Hands-on Tutorials

Transformers, can you rate the complexity of reading passages?

Fine-tuning RoBERTa with PyTorch to predict reading ease of text excerpts

Transformers, what are they actually? They are not the devices used in power transmission of electric energy, nor the fictional living autonomous robots Optimus Prime or Bumblebee who can transform into other objects like vehicles. Transformers in our context here is referring to BERT, ALBERT, RoBERTa, and the like, where they are used in the world of data science to solve all kinds of Natural Language Processing tasks, such as machine translation, text summarization, speech recognition, sentiment analysis and many more. They are state-of-the-art language models for Natural Language Processing, and they have gained tremendous popularity over the past few years.

This post will demonstrate the fine-tuning of Transformer model, specifically RoBERTa, on our dataset of interest. Fine-tuning is done for a downstream task to predict the reading ease of excerpts from literature for grades 3–12 classroom use.

This piece of work is motivated by an initiative from CommonLit, a nonprofit education technology organization. It sponsored a competition hosted on Kaggle (you can read more about it here), aiming to use machine learning to seek improvement over existing readability rating methods. This will aid literacy curriculum developers as well as educators in choosing appropriate reading passages for students. Presenting engaging passages with the right level of complexity and reading challenge will greatly benefit students in developing essential reading skills.

1. About the Dataset 2. Splitting the Data 3. Creating the Dataset Class 4. roberta-base As Our Model 5. What are the typical raw outputs from Transformers? 6. Defining the Model Class ∘ Using pooler_output ∘ Building your own Transformer custom head ∘ (A) Attention head ∘ (B) Concatenate hidden layers 7. Model Training ∘ Evaluation Metric and Loss Function ∘ Training Function ∘ Validation Function ∘ Run Training Summary References

1. About the Dataset

The dataset that we are going to use can be found on this Kaggle page. This dataset contains around 2800 records. The two important fields that we will be working with are excerpt and target.

Peeking into the data, excerpt is the text to predict reading ease of, and target is a numeric field that can contain positive or negative values. As seen in this dataset, it is a continuous variable with the minimum being -3.676268 and the maximum being 1.711390. Thus, given a specific excerpt, we need to predict the target value.

→ ROWS
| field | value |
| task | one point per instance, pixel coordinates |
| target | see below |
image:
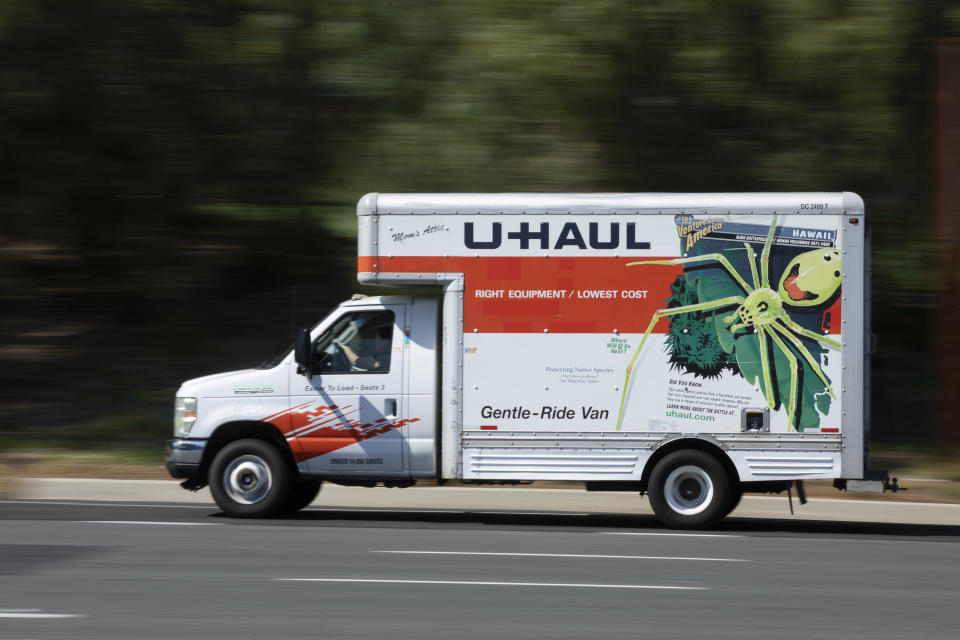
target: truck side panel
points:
(593, 334)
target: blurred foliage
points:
(177, 177)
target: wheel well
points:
(691, 443)
(232, 431)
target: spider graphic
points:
(810, 279)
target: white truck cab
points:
(689, 346)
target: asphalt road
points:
(114, 570)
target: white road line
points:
(184, 524)
(559, 555)
(375, 510)
(682, 535)
(34, 614)
(530, 513)
(497, 584)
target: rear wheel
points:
(690, 490)
(249, 479)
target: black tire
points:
(249, 479)
(301, 495)
(689, 490)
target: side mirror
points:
(303, 353)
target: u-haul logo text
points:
(543, 236)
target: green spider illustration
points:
(810, 279)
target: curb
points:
(507, 498)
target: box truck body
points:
(689, 345)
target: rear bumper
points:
(184, 457)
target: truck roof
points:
(606, 203)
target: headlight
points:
(184, 415)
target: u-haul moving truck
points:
(691, 346)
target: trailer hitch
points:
(801, 494)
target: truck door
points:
(348, 415)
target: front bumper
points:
(184, 457)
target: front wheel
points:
(249, 479)
(689, 490)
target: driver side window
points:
(359, 342)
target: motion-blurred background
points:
(178, 179)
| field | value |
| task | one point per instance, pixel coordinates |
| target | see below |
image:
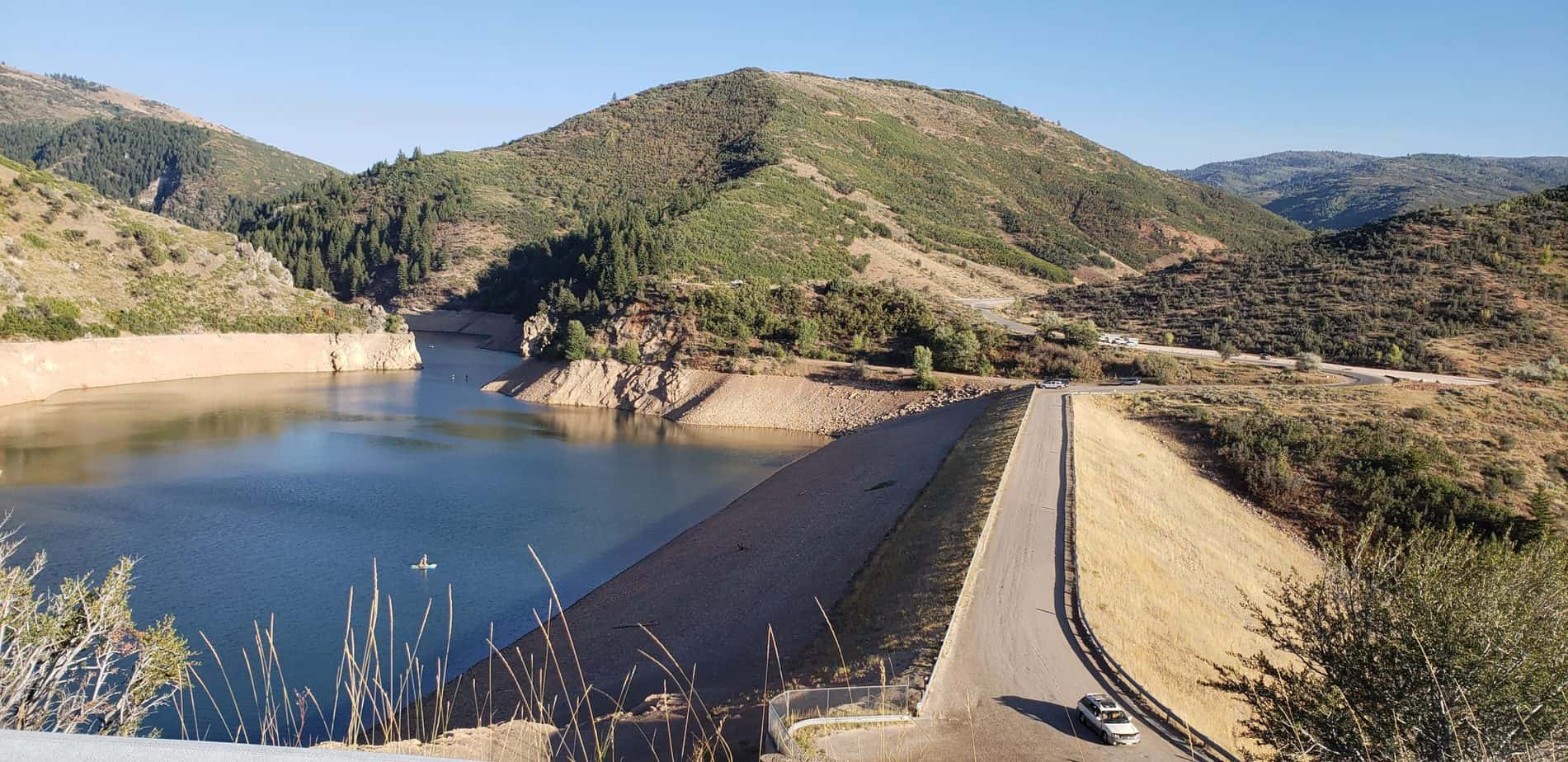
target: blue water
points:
(257, 501)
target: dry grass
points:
(63, 240)
(1169, 558)
(1507, 427)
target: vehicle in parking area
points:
(1108, 720)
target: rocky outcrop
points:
(803, 403)
(504, 333)
(33, 370)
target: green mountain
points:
(140, 151)
(1476, 289)
(74, 262)
(756, 176)
(1336, 191)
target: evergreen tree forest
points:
(330, 238)
(116, 158)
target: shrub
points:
(1434, 647)
(74, 661)
(1162, 369)
(924, 379)
(629, 353)
(45, 318)
(574, 341)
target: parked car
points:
(1108, 720)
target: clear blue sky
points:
(351, 82)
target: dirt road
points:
(1012, 668)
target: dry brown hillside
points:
(74, 264)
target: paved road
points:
(1012, 670)
(1360, 375)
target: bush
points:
(574, 341)
(74, 661)
(1162, 369)
(1439, 647)
(629, 353)
(924, 379)
(45, 318)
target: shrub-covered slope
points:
(1336, 191)
(765, 176)
(140, 151)
(78, 264)
(1477, 289)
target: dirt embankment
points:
(822, 403)
(33, 370)
(1169, 572)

→ GIVEN EXERCISE A
The RoBERTa tutorial describes the CommonLit initiative. Why does it say better readability ratings would be useful? Answer in one to three sentences.
→ GIVEN EXERCISE B
Echo back the entries from the line containing "target: dirt road" down to the end of the entries, including both ends.

→ EXERCISE RESPONSE A
Better readability ratings would help literacy curriculum developers and educators choose appropriate reading passages for students. Engaging passages with the right level of complexity and reading challenge would greatly benefit students as they develop essential reading skills.

→ EXERCISE RESPONSE B
target: dirt road
points:
(1012, 668)
target: dry brown hillside
points:
(74, 264)
target: paved road
points:
(1012, 670)
(1360, 375)
target: bush
points:
(574, 341)
(74, 661)
(1162, 369)
(1439, 647)
(629, 353)
(924, 379)
(45, 318)
target: shrub-covered slope
points:
(1336, 191)
(765, 176)
(140, 151)
(78, 264)
(1477, 289)
target: dirt embankment
points:
(822, 403)
(33, 370)
(1169, 572)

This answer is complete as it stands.